### Excerpted data
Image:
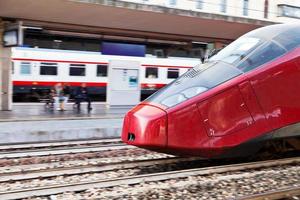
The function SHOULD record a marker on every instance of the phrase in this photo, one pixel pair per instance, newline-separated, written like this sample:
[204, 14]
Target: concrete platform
[33, 123]
[37, 111]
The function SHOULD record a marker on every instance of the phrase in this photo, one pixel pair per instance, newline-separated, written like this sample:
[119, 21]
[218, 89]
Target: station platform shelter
[112, 20]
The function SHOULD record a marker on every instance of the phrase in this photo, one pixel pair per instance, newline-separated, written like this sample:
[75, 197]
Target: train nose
[145, 126]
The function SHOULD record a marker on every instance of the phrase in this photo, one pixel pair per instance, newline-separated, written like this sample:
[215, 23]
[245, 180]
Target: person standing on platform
[82, 94]
[66, 93]
[59, 97]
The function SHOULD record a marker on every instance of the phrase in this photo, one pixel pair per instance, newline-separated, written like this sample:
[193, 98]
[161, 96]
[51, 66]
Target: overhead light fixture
[32, 27]
[196, 42]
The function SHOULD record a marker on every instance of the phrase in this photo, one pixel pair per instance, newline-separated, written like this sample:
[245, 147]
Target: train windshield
[237, 51]
[250, 51]
[195, 81]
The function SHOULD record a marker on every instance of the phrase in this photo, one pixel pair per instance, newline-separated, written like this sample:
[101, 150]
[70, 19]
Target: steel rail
[69, 150]
[278, 194]
[76, 170]
[57, 144]
[81, 186]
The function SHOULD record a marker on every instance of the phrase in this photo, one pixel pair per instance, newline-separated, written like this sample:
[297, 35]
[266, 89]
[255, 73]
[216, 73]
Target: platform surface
[31, 122]
[37, 111]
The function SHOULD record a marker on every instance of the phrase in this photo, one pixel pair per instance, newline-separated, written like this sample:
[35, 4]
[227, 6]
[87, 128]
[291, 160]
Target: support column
[5, 73]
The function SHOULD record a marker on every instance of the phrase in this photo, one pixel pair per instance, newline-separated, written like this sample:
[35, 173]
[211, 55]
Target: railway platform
[31, 122]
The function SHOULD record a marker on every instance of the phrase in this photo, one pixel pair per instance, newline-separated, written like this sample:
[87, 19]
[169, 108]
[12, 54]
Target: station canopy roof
[127, 19]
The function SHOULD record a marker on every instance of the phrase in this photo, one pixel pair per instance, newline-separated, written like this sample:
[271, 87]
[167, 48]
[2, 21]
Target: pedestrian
[59, 97]
[82, 94]
[66, 92]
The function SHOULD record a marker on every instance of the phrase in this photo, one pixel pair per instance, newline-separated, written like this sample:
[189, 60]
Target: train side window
[173, 73]
[48, 69]
[25, 68]
[102, 70]
[12, 67]
[151, 72]
[77, 70]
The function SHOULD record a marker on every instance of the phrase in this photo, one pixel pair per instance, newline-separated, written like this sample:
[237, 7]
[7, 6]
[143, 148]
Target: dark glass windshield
[245, 54]
[237, 50]
[195, 81]
[262, 55]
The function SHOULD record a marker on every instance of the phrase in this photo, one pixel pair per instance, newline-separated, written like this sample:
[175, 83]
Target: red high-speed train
[244, 97]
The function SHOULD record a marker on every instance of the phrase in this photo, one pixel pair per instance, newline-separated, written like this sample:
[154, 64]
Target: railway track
[138, 179]
[62, 150]
[75, 170]
[286, 193]
[59, 144]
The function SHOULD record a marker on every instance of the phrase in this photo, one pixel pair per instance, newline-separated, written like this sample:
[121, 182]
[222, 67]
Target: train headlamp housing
[183, 96]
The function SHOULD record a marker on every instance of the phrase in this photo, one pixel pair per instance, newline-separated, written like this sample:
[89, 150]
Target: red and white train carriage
[36, 70]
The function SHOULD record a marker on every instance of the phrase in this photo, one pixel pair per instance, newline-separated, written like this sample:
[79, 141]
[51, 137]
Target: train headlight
[183, 95]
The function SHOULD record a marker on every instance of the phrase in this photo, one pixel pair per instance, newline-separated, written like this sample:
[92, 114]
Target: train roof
[287, 35]
[270, 32]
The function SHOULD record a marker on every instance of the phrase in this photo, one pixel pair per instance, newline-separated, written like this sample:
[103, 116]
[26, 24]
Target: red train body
[246, 95]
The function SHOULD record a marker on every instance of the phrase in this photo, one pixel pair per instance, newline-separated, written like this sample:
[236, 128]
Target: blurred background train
[36, 70]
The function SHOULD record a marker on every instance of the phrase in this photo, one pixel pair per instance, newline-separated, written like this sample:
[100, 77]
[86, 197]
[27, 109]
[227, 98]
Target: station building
[166, 29]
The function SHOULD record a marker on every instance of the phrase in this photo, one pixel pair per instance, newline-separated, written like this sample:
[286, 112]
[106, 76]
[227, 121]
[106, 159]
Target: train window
[77, 70]
[102, 70]
[289, 39]
[237, 50]
[25, 68]
[261, 56]
[173, 73]
[151, 72]
[12, 67]
[48, 69]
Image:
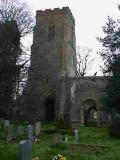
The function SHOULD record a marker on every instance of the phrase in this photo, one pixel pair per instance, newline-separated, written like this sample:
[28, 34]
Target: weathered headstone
[66, 139]
[20, 131]
[57, 138]
[76, 134]
[37, 128]
[8, 133]
[2, 121]
[6, 124]
[25, 150]
[30, 132]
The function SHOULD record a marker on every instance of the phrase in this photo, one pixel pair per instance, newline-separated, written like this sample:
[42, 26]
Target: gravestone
[2, 122]
[8, 133]
[30, 132]
[76, 134]
[57, 138]
[37, 128]
[6, 124]
[20, 131]
[25, 150]
[66, 139]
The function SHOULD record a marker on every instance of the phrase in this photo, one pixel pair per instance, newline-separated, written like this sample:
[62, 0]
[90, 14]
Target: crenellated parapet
[64, 10]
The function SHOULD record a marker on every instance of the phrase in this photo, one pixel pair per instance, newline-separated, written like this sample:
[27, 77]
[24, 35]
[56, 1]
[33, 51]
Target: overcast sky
[90, 16]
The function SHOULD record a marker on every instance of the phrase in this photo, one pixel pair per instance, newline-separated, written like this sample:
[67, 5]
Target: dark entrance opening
[50, 108]
[90, 112]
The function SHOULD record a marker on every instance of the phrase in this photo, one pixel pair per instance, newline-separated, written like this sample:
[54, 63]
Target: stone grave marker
[2, 121]
[25, 150]
[8, 133]
[6, 124]
[30, 132]
[76, 134]
[37, 128]
[66, 139]
[57, 138]
[20, 131]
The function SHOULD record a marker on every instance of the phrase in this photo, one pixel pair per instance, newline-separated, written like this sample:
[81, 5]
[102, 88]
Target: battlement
[64, 10]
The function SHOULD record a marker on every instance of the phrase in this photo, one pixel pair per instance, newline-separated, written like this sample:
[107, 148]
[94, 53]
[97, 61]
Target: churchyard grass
[94, 144]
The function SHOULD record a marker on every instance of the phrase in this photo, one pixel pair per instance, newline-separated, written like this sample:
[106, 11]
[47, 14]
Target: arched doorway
[90, 112]
[50, 108]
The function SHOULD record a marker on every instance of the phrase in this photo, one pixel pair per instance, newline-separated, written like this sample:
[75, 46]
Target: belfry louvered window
[51, 34]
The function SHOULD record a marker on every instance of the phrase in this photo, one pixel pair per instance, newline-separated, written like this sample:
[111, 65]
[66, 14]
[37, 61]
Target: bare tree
[12, 10]
[83, 60]
[15, 23]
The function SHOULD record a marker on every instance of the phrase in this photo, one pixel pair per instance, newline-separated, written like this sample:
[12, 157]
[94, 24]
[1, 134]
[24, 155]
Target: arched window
[51, 34]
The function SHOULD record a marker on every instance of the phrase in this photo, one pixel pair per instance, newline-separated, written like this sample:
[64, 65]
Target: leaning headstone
[37, 128]
[25, 150]
[6, 124]
[2, 121]
[66, 139]
[57, 138]
[20, 131]
[8, 133]
[30, 132]
[76, 134]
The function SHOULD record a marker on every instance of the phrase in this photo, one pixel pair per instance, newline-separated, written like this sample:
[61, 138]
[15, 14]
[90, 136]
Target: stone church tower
[53, 58]
[53, 87]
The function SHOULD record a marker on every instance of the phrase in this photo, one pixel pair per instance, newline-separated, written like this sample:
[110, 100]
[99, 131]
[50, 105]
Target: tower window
[72, 36]
[51, 34]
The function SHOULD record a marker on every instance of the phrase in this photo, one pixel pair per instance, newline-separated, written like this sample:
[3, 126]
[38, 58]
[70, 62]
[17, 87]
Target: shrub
[91, 123]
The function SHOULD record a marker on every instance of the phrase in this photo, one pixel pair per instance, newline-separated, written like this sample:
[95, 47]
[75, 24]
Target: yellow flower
[36, 158]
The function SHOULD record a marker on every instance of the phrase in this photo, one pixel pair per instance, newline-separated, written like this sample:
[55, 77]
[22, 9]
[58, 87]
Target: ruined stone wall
[50, 58]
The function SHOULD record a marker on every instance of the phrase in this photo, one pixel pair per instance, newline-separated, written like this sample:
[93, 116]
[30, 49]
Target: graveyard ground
[94, 144]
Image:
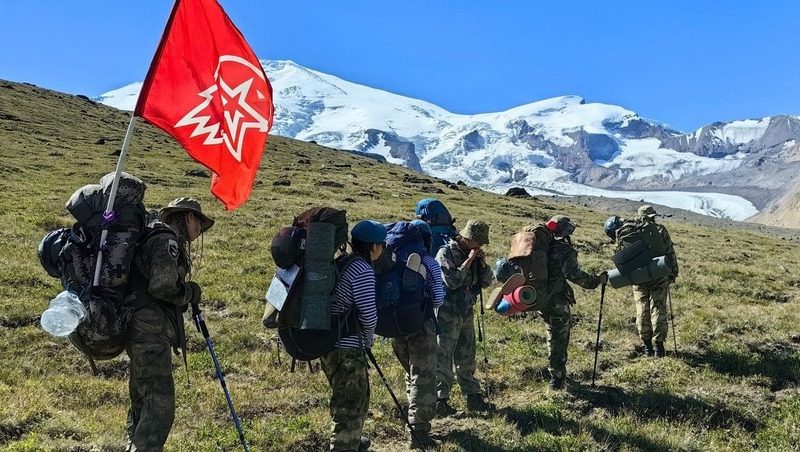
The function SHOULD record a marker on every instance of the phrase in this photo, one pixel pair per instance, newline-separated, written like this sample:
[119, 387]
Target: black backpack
[70, 255]
[306, 326]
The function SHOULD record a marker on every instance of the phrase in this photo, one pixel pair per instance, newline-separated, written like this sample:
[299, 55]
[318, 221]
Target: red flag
[208, 90]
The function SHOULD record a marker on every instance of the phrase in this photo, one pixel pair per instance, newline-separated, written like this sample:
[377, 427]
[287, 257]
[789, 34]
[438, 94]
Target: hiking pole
[599, 321]
[672, 319]
[197, 315]
[394, 397]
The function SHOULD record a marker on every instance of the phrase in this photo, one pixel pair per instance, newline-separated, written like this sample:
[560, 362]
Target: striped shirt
[434, 287]
[356, 289]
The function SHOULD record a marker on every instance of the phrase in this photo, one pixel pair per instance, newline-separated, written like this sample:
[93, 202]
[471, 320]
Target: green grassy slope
[734, 385]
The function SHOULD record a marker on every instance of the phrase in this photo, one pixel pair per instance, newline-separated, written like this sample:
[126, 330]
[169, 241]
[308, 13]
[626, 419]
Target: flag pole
[108, 215]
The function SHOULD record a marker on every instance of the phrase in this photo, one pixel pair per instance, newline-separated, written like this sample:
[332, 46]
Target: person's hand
[195, 292]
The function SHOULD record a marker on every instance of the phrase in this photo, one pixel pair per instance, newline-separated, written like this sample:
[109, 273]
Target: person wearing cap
[161, 291]
[417, 352]
[346, 365]
[651, 299]
[562, 266]
[465, 274]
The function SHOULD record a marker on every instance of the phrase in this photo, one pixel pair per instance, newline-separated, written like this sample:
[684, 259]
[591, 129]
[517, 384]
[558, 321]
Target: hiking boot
[443, 408]
[648, 349]
[476, 402]
[422, 440]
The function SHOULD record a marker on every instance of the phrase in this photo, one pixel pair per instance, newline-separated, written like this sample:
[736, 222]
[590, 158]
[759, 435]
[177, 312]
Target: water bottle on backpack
[65, 313]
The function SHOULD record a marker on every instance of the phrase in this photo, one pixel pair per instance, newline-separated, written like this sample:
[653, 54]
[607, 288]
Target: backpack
[433, 212]
[639, 241]
[529, 253]
[305, 324]
[399, 291]
[70, 254]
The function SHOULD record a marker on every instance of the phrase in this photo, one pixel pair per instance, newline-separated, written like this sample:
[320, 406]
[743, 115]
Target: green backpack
[639, 241]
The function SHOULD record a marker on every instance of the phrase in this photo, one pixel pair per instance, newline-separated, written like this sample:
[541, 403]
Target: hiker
[417, 352]
[651, 298]
[562, 266]
[465, 274]
[346, 365]
[161, 285]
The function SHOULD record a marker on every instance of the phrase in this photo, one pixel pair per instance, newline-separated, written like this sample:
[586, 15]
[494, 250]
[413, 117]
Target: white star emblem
[238, 114]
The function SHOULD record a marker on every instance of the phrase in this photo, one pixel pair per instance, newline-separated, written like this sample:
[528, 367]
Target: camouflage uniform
[651, 298]
[158, 284]
[456, 323]
[562, 265]
[417, 355]
[346, 370]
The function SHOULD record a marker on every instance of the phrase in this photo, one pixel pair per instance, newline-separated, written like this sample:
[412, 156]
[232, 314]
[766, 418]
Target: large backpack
[434, 212]
[306, 326]
[70, 254]
[529, 253]
[399, 291]
[639, 242]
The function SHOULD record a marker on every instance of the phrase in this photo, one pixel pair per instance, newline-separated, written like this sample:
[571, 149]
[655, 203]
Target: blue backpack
[400, 292]
[433, 212]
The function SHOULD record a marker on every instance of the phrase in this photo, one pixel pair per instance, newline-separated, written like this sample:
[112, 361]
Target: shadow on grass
[654, 404]
[553, 422]
[779, 362]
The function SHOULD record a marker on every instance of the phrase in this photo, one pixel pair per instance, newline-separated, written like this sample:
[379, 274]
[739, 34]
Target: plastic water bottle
[65, 313]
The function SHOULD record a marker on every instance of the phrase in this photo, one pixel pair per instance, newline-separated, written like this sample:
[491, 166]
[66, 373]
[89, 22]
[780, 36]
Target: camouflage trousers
[651, 310]
[151, 337]
[557, 324]
[417, 355]
[456, 348]
[346, 370]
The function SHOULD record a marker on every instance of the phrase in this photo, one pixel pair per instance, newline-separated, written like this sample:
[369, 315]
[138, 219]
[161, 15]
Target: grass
[732, 386]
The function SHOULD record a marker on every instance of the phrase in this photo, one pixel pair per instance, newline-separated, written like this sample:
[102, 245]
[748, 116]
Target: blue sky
[680, 62]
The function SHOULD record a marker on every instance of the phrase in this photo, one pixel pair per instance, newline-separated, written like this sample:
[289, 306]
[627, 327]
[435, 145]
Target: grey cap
[477, 231]
[186, 205]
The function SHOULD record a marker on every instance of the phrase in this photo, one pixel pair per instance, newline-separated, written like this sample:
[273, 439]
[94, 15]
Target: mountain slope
[733, 386]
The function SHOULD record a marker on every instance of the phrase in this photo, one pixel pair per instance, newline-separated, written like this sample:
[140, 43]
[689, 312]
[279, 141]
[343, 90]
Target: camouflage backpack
[529, 252]
[639, 241]
[70, 255]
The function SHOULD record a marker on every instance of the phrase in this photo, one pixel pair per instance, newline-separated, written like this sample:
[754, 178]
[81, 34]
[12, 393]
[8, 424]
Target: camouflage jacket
[162, 265]
[562, 266]
[462, 286]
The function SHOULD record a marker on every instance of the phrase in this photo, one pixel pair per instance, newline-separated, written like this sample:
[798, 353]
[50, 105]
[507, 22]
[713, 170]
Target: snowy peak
[560, 145]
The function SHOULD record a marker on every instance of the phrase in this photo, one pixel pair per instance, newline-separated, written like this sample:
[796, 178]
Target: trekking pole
[394, 397]
[672, 319]
[197, 315]
[599, 321]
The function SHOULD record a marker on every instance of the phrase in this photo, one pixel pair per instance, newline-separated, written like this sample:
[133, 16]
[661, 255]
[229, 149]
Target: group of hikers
[416, 282]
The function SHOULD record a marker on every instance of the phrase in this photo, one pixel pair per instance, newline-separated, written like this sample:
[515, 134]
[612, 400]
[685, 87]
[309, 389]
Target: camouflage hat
[477, 231]
[647, 211]
[186, 205]
[561, 225]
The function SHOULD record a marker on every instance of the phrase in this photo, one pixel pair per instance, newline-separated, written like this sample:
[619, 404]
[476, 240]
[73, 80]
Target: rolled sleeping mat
[656, 269]
[522, 299]
[319, 279]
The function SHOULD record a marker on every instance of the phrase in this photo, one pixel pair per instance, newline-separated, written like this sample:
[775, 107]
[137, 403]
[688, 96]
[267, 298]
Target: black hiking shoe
[648, 349]
[476, 402]
[423, 441]
[443, 408]
[556, 383]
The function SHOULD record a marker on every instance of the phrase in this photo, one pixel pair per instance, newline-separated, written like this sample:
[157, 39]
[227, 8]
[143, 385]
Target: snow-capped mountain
[560, 145]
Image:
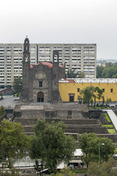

### The exercise
Return every line of the entries above that contains the string "headstone", matching case exactly.

### Answer for the task
Target: weathered headstone
Target: leaning headstone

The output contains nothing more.